▸ **Questions on the material**:
**a)** In the article on France's legislative elections, which party did the left-wing New Popular Front bring together with the Socialists, Greens and Communists?
**b)** Retype the article on France's legislative elections from "Prime Minister Gabriel" up to and including "political uncertainty loom.".

▸ **Document text**:
BEGIN
President Emmanuel Macron on July 8 was to start efforts to extract France from its most severe political uncertainty in decades after the left defeated the far right in elections with no group winning an absolute majority.

The outcome of the legislative elections, called by Mr. Macron three years ahead of schedule in a bid to reshape the political landscape, leaves France without any clear path to forming a new government three weeks before the Paris Olympics.

Prime Minister Gabriel Attal is due to submit his resignation to Mr. Macron on July 8 but has also made clear he is ready to stay on in a caretaker capacity as weeks of political uncertainty loom.

The left is emerging as the biggest group in the new parliament but has yet to even agree on a figure who it would want to be the new Prime Minister.

The unprecedented situation is taking shape just as Macron is due to be out of the country for most of the week, taking part in the NATO summit in Washington.

“Is this the biggest crisis of the Fifth Republic?” that began in 1958, asked Gael Sliman, president of the Odoxa polling group.

“Emmanuel Macron wanted clarification with the dissolution, now we are in total uncertainty. A very thick fog.”

Divided parliament

After winning the June 30 first round by a clear margin, the results were a major disappointment for the far-right National Rally (RN) of Marine Le Pen, even if her forces are set to boast about their biggest ever contingent in parliament.

Macron’s centrist alliance will have dozens fewer members of parliament, but held up better than expected and could even end in second.

The left-wing New Popular Front (NFP) — formed last month after Macron called snap elections — brought the previously deeply divided Socialists, Greens, Communists and the hard-left France Unbowed (LFI) together in one camp.
END
▸ **Information supplied**:
BEGIN
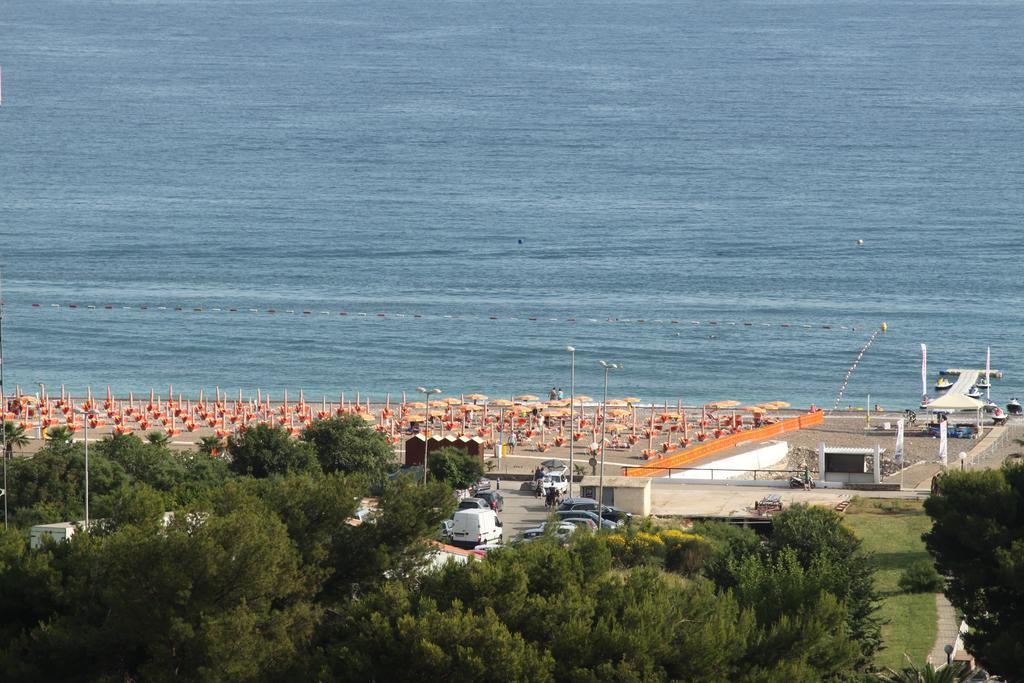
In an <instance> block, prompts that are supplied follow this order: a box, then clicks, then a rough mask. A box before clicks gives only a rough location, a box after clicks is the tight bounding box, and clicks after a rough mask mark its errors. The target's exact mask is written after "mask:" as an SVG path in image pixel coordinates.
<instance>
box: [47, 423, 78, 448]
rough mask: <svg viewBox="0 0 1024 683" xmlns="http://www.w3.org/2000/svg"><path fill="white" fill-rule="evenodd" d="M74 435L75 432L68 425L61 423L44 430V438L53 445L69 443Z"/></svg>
mask: <svg viewBox="0 0 1024 683" xmlns="http://www.w3.org/2000/svg"><path fill="white" fill-rule="evenodd" d="M74 437H75V432H73V431H72V430H71V428H69V427H65V426H62V425H60V426H57V427H50V428H49V429H47V430H46V440H48V441H50V442H51V443H52V444H53V445H54V446H56V445H60V444H63V445H70V444H71V443H72V441H73V439H74Z"/></svg>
END
▸ **Results of the tasks**:
**a)** The hard-left France Unbowed (LFI).

**b)**
Prime Minister Gabriel Attal is due to submit his resignation to Mr. Macron on July 8 but has also made clear he is ready to stay on in a caretaker capacity as weeks of political uncertainty loom.